Fragment -
┌────────

Op beleidsniveau hebben wij elf interviews (zie bijlage 2 voor interviewleidraad) uitgevoerd met twaalf vertegenwoordigers van de ketenpartners OM (inclusief de Centrale Voorziening voorwaardelijke invrijheidstelling (CVv.i.)), de drie reclasseringsorganisaties (3RO), Dienst Justitiële Inrichtingen (DJI), Centraal Justitieel Incassobureau (CJIB)/ Administratie- en Informatiecentrum voor de Executieketen (AICE), politie, Justitiële Informatiedienst (Justid), DGSenB, Zittende Magistratuur (ZM) en het Nederlands Instituut voor Forensische Psychiatrie en Psychologie (NIFP). De ketenbrede projectgroep die

verantwoordelijk was voor de operationele implementatie van de Wlt was in functie van 2016 tot 2018.

└────────

Gegevensuittreksel -

┌────────

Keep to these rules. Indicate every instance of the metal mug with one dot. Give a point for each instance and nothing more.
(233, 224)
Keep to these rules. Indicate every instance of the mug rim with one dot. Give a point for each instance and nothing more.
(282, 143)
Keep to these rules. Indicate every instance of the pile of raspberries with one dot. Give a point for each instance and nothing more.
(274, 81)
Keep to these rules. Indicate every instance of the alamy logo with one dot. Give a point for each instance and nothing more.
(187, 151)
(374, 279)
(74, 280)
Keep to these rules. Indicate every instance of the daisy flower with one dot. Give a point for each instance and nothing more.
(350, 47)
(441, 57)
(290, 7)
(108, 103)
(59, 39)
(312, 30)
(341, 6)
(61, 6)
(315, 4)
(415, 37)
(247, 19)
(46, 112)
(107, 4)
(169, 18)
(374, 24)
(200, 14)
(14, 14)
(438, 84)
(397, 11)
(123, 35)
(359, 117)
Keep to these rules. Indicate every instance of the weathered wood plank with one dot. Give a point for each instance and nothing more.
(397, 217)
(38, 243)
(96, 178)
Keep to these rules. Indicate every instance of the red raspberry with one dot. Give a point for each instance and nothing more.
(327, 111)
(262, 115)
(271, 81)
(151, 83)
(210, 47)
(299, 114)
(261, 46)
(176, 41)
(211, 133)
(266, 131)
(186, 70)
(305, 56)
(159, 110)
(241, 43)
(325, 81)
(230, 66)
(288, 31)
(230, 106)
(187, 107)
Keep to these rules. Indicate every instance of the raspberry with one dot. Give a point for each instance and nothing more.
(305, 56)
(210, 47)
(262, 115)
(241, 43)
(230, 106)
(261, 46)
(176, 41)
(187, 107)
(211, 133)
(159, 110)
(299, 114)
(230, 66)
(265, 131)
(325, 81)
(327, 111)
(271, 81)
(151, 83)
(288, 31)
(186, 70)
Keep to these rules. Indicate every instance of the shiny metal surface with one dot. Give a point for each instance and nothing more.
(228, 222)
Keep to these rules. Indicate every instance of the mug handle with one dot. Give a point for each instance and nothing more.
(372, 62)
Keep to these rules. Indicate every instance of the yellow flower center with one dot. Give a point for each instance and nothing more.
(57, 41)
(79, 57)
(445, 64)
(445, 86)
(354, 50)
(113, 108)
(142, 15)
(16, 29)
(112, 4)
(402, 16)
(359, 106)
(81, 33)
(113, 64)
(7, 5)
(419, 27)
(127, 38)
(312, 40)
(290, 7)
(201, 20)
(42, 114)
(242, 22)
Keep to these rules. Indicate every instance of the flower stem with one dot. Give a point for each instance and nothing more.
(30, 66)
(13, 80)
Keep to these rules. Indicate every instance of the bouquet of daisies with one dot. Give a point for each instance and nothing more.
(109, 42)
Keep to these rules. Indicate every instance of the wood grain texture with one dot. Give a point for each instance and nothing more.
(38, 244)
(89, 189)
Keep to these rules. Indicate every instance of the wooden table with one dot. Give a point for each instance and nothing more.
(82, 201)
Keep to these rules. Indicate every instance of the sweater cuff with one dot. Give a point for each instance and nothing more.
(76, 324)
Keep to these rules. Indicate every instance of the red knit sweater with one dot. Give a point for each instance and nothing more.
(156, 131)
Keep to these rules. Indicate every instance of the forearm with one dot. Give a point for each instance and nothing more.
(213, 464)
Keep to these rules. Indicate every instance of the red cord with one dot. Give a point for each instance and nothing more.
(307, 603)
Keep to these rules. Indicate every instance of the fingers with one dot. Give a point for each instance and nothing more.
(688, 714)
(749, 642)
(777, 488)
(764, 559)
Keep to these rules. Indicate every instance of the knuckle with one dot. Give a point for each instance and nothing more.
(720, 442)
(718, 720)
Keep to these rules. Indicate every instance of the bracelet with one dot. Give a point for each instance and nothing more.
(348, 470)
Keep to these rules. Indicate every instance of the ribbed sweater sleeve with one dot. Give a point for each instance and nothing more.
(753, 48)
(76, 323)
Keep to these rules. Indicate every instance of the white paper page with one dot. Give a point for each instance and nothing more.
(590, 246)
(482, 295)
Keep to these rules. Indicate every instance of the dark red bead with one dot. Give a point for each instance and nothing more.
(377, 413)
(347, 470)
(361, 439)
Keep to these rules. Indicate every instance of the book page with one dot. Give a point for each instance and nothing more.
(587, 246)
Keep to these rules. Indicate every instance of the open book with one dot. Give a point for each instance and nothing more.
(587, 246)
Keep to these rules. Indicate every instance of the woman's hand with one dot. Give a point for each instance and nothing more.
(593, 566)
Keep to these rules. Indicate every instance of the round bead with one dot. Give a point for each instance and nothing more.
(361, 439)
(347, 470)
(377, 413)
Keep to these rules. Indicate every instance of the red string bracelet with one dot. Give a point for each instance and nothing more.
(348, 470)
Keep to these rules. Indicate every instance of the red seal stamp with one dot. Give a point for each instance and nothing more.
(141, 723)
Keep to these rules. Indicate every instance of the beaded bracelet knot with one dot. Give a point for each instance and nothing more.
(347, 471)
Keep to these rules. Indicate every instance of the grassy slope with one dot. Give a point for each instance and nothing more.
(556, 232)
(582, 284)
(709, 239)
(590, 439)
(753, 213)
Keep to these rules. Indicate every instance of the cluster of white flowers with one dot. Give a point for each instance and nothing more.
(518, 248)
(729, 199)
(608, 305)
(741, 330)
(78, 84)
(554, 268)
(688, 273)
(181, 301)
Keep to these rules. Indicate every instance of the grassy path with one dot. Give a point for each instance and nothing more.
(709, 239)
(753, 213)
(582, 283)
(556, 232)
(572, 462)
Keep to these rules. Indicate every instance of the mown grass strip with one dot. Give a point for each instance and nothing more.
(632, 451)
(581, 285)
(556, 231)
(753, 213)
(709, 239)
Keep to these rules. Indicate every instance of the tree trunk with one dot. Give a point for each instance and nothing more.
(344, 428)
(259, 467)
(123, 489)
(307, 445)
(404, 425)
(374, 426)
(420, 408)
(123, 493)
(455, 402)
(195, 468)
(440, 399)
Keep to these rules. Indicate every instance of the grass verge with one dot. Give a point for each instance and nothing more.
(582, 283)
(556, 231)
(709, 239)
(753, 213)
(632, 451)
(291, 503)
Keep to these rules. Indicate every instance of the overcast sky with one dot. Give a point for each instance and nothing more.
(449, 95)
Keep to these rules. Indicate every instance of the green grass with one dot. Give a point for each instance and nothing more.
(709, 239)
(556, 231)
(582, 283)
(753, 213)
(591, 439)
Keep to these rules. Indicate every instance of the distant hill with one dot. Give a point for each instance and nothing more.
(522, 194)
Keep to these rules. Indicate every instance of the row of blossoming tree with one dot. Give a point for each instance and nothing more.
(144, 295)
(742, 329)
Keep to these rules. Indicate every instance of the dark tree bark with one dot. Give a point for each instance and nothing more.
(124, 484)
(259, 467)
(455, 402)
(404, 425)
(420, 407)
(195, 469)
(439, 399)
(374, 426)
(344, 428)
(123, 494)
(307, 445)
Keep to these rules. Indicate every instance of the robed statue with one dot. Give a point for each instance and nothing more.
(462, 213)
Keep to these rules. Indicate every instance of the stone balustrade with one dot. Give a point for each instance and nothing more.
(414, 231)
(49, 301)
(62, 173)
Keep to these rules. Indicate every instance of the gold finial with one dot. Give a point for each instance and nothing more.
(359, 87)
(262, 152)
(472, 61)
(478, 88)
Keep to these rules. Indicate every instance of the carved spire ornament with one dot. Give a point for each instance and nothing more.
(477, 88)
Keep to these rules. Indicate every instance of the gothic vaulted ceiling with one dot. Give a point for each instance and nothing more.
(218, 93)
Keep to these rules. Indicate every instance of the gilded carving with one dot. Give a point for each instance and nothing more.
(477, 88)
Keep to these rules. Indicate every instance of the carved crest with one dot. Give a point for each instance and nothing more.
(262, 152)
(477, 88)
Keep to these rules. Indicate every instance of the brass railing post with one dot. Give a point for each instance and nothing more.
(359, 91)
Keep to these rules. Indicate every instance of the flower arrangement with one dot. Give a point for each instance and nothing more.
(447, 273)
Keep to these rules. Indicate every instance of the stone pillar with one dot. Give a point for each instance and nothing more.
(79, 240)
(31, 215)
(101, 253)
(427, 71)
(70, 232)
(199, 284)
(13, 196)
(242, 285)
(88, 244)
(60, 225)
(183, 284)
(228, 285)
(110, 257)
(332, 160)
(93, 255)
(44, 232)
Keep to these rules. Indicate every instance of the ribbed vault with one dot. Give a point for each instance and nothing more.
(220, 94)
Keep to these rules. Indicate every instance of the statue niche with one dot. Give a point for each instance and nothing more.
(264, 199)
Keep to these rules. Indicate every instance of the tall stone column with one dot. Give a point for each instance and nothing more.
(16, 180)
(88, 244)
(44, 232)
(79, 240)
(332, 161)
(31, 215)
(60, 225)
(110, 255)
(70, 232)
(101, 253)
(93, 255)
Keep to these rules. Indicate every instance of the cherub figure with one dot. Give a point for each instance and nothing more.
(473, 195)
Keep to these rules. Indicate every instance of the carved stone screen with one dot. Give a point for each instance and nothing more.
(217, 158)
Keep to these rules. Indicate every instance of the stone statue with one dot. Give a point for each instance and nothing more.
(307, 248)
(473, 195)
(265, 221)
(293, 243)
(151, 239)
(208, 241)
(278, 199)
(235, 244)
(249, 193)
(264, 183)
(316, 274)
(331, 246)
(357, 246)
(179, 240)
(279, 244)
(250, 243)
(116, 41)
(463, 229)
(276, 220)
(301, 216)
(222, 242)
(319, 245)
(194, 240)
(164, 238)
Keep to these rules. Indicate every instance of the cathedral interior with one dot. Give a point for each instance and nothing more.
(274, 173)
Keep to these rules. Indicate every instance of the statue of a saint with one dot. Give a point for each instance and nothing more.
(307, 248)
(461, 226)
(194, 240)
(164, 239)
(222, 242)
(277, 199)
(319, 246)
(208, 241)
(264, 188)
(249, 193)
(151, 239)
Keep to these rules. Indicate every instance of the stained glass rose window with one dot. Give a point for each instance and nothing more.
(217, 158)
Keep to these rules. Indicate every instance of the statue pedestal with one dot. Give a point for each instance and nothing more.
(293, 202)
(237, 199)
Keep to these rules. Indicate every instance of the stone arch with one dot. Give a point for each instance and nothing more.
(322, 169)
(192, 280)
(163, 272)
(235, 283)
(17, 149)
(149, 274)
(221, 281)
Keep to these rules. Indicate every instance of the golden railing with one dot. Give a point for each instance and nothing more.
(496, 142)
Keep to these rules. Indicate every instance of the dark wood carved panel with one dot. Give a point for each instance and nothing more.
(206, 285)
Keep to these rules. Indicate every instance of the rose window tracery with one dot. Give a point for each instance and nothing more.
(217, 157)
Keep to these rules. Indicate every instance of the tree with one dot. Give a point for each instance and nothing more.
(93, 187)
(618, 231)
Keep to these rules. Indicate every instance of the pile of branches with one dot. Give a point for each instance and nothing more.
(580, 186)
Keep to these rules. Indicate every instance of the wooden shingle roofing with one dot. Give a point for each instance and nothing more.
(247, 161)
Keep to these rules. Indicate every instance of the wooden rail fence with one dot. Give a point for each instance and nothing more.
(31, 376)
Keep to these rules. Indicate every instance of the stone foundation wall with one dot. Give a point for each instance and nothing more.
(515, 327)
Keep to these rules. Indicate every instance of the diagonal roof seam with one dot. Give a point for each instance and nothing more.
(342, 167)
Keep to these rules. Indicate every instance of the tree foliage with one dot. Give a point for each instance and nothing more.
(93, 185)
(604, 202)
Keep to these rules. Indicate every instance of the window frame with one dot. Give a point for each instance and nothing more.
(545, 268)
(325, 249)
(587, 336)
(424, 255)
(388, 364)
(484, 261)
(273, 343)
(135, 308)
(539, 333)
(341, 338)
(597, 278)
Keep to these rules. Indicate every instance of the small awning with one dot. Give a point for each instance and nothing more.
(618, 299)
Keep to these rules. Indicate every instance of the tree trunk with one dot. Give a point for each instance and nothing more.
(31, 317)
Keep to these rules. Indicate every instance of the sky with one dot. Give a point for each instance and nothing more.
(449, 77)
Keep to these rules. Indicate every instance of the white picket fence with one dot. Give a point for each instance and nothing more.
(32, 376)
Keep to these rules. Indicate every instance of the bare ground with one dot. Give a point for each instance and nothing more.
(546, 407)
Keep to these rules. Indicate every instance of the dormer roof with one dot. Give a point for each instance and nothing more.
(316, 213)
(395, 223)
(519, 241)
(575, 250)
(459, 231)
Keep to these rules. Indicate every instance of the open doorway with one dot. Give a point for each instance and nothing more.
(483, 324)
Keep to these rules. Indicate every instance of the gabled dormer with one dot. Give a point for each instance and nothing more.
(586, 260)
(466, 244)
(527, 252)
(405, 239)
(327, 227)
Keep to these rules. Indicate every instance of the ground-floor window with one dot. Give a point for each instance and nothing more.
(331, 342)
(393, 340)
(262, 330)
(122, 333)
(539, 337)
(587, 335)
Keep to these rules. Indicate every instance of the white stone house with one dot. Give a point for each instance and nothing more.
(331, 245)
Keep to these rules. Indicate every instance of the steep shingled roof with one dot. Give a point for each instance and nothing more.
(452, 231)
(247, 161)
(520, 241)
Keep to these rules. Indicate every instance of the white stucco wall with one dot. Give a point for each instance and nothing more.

└────────

Opdrachten -
1. In welke periode was volgens het fragment over de interviews met de ketenpartners de ketenbrede projectgroep in functie?
2. Citeer uit het fragment over de interviews met de ketenpartners de tekst van "Op beleidsniveau hebben" tot en met "2016 tot 2018.".
3. Schrijf het fragment over de interviews met de ketenpartners verder, te beginnen na de laatste zin.

Uitwerkingen -
1. Van 2016 tot 2018.

2.
Op beleidsniveau hebben wij elf interviews (zie bijlage 2 voor interviewleidraad) uitgevoerd met twaalf vertegenwoordigers van de ketenpartners OM (inclusief de Centrale Voorziening voorwaardelijke invrijheidstelling (CVv.i.)), de drie reclasseringsorganisaties (3RO), Dienst Justitiële Inrichtingen (DJI), Centraal Justitieel Incassobureau (CJIB)/ Administratie- en Informatiecentrum voor de Executieketen (AICE), politie, Justitiële Informatiedienst (Justid), DGSenB, Zittende Magistratuur (ZM) en het Nederlands Instituut voor Forensische Psychiatrie en Psychologie (NIFP). De ketenbrede projectgroep die

verantwoordelijk was voor de operationele implementatie van de Wlt was in functie van 2016 tot 2018.

3.
Begin 2018 heeft de projectgroep haar werkzaamheden afgerond. Meerdere deelnemers aan de projectgroep zijn niet langer werkzaam bij de ketenorganisatie die ze vertegenwoordigen en/of zijn werkzaam in een andere functie. Daarnaast zijn de projectleiders van sommige ketenpartners gedurende de looptijd van de projectgroep gewisseld. We ondervonden problemen bij sommige ketenpartners om respondenten te vinden die op de hoogte waren het implementatieproces. Bijkomend probleem was dat in de loop van 2018, na de inwerkingtreding van de Wlt, de Wlt als onderwerp beleidsmatig niet meer belegd is bij de meeste ketenpartners. Er is niemand specifiek verantwoordelijk voor het onderwerp Wlt en het onder de aandacht houden ervan. Het is onderdeel van de uitvoeringspraktijk. In de interviews op beleidsniveau hebben we de werkzaamheden van de projectgroep, het verloop van de implementatie binnen de ketenorganisatie die de respondenten vertegenwoordigen en eerste ervaringen met de uitvoering van de onderdelen van de Wlt in algemene zin in kaart gebracht. Daarnaast hebben we het Genootschap van Burgemeesters gecontacteerd voor medewerking aan het onderzoek. Zij hebben geen informatie ontvangen over de Wlt en hebben daarom niet meegewerkt aan het onderzoek.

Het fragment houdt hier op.